◆ Brief: Rewrite everything from the line containing "Target: blue sky" down to the line containing "x=413, y=41", swapping each "Wanted" for "Requested" and changing nothing else. Return only those lines.

(Saved entries)
______________________________

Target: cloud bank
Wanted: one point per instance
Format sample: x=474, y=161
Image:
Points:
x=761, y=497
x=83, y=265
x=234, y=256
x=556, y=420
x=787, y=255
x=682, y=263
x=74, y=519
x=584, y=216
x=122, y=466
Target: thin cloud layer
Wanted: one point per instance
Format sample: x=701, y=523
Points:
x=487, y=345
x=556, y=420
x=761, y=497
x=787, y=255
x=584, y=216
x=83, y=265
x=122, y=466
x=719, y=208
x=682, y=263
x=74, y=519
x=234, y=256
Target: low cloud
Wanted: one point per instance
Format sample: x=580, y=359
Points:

______________________________

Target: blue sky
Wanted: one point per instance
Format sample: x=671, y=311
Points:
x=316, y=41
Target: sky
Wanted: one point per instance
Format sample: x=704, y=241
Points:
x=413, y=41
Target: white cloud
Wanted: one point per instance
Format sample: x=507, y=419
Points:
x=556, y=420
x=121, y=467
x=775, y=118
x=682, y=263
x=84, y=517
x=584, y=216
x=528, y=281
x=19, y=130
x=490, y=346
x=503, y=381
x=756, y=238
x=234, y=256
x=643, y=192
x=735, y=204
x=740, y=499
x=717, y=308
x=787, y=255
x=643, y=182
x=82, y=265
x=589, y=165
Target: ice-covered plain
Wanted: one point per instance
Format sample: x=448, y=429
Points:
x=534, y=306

______________________________

◆ Answer for the task:
Target: blue sky
Requested: one point per instance
Format sample: x=671, y=311
Points:
x=316, y=41
Target: sky
Requested: one point per instance
Format sample: x=704, y=241
Points:
x=413, y=41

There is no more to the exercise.